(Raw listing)
+ + + + +
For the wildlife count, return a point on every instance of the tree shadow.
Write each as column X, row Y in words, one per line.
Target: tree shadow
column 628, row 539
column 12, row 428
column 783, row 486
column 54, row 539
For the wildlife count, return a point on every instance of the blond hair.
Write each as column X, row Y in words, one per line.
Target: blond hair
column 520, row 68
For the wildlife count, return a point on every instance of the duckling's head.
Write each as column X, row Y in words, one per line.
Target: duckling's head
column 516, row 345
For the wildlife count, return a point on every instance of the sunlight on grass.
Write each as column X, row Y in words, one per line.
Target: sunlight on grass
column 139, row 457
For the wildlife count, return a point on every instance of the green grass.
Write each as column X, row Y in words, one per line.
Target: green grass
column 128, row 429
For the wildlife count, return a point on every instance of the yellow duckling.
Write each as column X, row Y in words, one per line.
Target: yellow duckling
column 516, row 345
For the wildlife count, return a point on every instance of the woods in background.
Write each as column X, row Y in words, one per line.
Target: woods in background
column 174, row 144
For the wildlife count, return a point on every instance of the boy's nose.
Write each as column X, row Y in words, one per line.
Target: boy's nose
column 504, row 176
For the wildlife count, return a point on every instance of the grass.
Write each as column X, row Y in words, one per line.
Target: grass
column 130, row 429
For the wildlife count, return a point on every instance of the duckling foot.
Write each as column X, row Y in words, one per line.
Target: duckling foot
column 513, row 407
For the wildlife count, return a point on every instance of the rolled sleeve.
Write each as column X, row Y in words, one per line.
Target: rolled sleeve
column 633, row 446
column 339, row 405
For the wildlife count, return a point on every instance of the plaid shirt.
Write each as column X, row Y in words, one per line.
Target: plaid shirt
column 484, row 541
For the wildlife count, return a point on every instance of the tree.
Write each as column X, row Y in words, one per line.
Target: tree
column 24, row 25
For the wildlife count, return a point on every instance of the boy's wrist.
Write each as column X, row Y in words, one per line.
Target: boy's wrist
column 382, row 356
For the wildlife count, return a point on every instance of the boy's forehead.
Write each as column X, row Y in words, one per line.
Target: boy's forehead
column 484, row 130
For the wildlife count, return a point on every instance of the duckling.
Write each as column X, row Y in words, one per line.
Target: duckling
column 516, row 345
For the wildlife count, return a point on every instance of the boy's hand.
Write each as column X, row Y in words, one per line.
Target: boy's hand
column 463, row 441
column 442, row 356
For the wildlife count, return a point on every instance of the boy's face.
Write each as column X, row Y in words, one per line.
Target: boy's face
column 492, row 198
+ + + + +
__Goal of the exercise__. Copy out the whole listing above line for line, changing nothing.

__Reply__.
For the wildlife count, return a point on every instance of the tree shadow.
Write each as column X, row Y in words, one per line.
Target: tree shadow
column 628, row 539
column 12, row 428
column 783, row 486
column 54, row 539
For the wildlife count, return a point on every instance of the blond hair.
Write each as column X, row Y in words, one per line.
Target: blond hair
column 520, row 68
For the wildlife count, return a point on every instance of the duckling's head.
Write each as column X, row Y in words, one per line.
Target: duckling's head
column 516, row 345
For the wildlife count, return a point on every instance of the sunlight on grass.
Write each as column X, row Y in words, one per line.
Target: sunlight on grass
column 139, row 457
For the wildlife count, return a point on every instance of the green grass.
Write each as column X, row Y in words, one per line.
Target: green grass
column 128, row 429
For the wildlife count, return a point on every instance of the yellow duckling.
Write each as column X, row Y in words, one per line.
Target: yellow duckling
column 516, row 345
For the wildlife count, return a point on every instance of the woods in background.
Write each as column X, row Y in words, one per line.
Target: woods in background
column 174, row 144
For the wildlife count, return a point on every instance of the boy's nose.
Write each as column X, row Y in words, one per line.
Target: boy's nose
column 504, row 176
For the wildlife count, return a point on every instance of the grass.
Write each as column X, row Y in words, one per line.
Target: grass
column 130, row 429
For the wildlife count, return a point on every instance of the duckling foot.
Write each as column X, row Y in words, one per line.
Target: duckling foot
column 513, row 407
For the wildlife count, return a point on every instance of the rolled sleeve.
Write each as column X, row Y in words, one per line.
Target: rolled sleeve
column 633, row 446
column 339, row 405
For the wildlife count, return a point on every instance of the plaid shirt.
Write each as column X, row Y in words, one per line.
Target: plaid shirt
column 484, row 541
For the wildlife count, return a point on every instance of the tree.
Write each as column X, row Y in words, one per line.
Target: tree
column 24, row 25
For the wildlife count, return a point on every instance of the boy's wrist.
Write each as column X, row Y in words, one per line.
Target: boy's wrist
column 382, row 356
For the wildlife count, return a point on every instance of the boy's forehead.
Write each as column X, row Y in words, one per line.
Target: boy's forehead
column 484, row 130
For the wildlife count, return a point on every instance of the duckling.
Write each as column X, row Y in words, one per line.
Target: duckling
column 516, row 345
For the wildlife count, return a point on every instance of the boy's hand.
Write each as column X, row Y in words, one per line.
Target: boy's hand
column 463, row 441
column 442, row 356
For the wildlife count, return a point on every instance of the boy's face.
Write each as column X, row Y in words, one per line.
Target: boy's face
column 492, row 198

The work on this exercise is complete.